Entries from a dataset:
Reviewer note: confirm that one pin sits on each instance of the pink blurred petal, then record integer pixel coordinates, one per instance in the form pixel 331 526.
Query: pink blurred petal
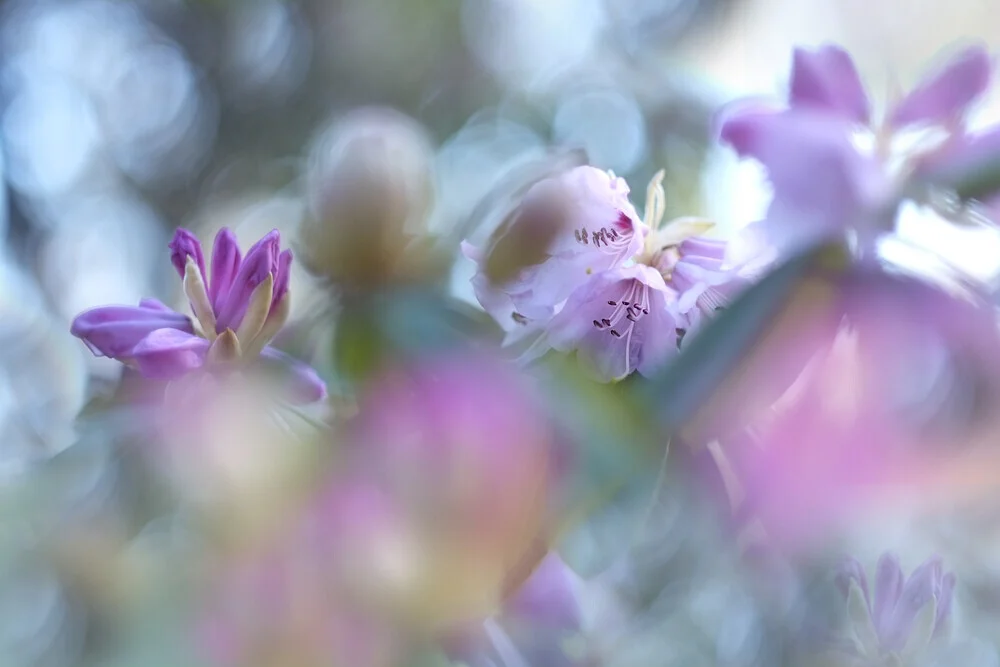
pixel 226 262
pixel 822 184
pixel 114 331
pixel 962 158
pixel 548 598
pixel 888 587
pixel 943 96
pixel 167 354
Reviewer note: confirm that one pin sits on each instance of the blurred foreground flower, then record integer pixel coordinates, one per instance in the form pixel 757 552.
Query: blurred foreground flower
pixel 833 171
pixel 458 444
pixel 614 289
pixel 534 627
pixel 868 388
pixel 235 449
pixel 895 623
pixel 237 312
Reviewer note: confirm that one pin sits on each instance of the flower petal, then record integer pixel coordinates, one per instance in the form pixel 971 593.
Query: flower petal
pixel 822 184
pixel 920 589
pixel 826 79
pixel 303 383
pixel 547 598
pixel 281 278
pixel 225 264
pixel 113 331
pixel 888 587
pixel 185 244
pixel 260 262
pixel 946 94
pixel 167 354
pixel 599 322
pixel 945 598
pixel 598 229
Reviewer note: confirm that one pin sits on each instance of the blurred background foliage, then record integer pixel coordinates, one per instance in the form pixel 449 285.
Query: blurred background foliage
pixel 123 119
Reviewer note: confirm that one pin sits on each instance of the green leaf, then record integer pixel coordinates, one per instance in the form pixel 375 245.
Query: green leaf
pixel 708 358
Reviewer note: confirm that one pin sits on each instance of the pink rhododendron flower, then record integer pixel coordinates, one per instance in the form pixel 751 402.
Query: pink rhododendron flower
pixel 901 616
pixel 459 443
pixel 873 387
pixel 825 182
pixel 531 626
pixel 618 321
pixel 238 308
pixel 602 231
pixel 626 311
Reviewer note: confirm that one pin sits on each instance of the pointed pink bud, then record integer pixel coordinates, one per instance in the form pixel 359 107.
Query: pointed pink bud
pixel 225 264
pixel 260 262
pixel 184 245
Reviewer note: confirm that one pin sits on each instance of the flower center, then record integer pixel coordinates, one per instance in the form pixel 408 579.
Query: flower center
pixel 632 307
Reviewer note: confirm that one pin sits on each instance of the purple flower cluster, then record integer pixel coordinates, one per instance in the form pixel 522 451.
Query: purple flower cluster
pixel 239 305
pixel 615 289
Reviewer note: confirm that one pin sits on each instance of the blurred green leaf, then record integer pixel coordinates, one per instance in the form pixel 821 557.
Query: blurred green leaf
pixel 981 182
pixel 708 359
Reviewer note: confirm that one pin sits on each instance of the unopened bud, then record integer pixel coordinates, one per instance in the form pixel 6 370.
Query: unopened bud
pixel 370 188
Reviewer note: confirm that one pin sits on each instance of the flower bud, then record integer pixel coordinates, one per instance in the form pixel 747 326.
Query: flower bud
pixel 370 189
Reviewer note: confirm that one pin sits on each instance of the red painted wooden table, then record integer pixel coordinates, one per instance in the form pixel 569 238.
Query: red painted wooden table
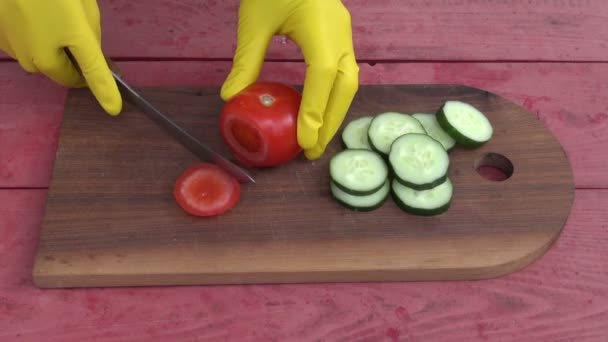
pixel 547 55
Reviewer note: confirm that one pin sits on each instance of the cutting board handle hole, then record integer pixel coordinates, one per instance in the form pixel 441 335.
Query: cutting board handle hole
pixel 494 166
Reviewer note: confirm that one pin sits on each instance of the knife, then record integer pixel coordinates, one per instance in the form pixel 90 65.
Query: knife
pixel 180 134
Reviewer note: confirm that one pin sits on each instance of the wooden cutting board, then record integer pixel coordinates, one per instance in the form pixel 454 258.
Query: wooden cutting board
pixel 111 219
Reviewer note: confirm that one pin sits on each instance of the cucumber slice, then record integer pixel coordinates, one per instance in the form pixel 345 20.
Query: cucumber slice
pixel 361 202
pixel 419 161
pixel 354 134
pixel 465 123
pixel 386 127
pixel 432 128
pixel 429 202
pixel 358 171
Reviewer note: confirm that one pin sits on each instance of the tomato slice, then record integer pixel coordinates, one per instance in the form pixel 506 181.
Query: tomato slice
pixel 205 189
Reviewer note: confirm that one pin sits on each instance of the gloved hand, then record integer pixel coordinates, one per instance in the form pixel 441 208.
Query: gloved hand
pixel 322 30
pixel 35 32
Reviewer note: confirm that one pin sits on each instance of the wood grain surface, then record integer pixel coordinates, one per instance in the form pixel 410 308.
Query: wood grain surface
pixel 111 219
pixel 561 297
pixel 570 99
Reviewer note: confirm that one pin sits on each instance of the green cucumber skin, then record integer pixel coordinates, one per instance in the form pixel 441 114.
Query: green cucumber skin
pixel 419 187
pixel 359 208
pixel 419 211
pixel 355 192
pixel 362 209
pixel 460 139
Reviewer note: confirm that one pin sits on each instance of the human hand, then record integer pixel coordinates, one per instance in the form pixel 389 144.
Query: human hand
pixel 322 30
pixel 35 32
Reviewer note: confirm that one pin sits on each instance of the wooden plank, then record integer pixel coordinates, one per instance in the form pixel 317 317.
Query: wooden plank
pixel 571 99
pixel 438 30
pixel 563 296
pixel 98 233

Set exercise> Can you reproduce the stretch from the line containing "pixel 971 593." through the line containing "pixel 632 307", substituting "Checker note" for every "Reviewer note" and keeping everything else unchanged?

Answer to this exercise>
Checker note: confirm that one pin sits on each instance of the flower petal, then record integer pixel coordinates, one per instance in the form pixel 971 593.
Query: flower petal
pixel 822 184
pixel 920 589
pixel 826 79
pixel 303 383
pixel 547 598
pixel 281 278
pixel 225 264
pixel 113 331
pixel 888 587
pixel 185 244
pixel 260 262
pixel 946 94
pixel 167 354
pixel 599 322
pixel 945 598
pixel 598 229
Checker note: confirm that one pin sits on each instance of the blurred background foliage, then record integer pixel coordinates, one per instance in the form pixel 449 285.
Query: blurred background foliage
pixel 123 119
Checker note: confirm that one pin sits on each instance of the green leaf, then record integer pixel coordinates, one per instance in the form pixel 375 245.
Query: green leaf
pixel 708 358
Checker note: confirm that one pin sits on each instance of the pink rhododendron flower, then record integer pixel coordinates, one per instance in the form pixel 751 402.
Query: pink rhododendron flower
pixel 901 616
pixel 459 443
pixel 873 387
pixel 825 182
pixel 531 626
pixel 618 321
pixel 238 308
pixel 602 231
pixel 626 311
Checker note: confirm that one pin sits on each instance of the pointed pink bud, then record integer pixel coordinates, one per instance in the form pixel 359 107.
Query: pointed pink bud
pixel 225 264
pixel 260 262
pixel 184 245
Checker note: confirm that one pin sits on each instance of the flower center, then record integer pixel coordinates, one per instance in the form pixel 408 579.
Query: flower center
pixel 632 307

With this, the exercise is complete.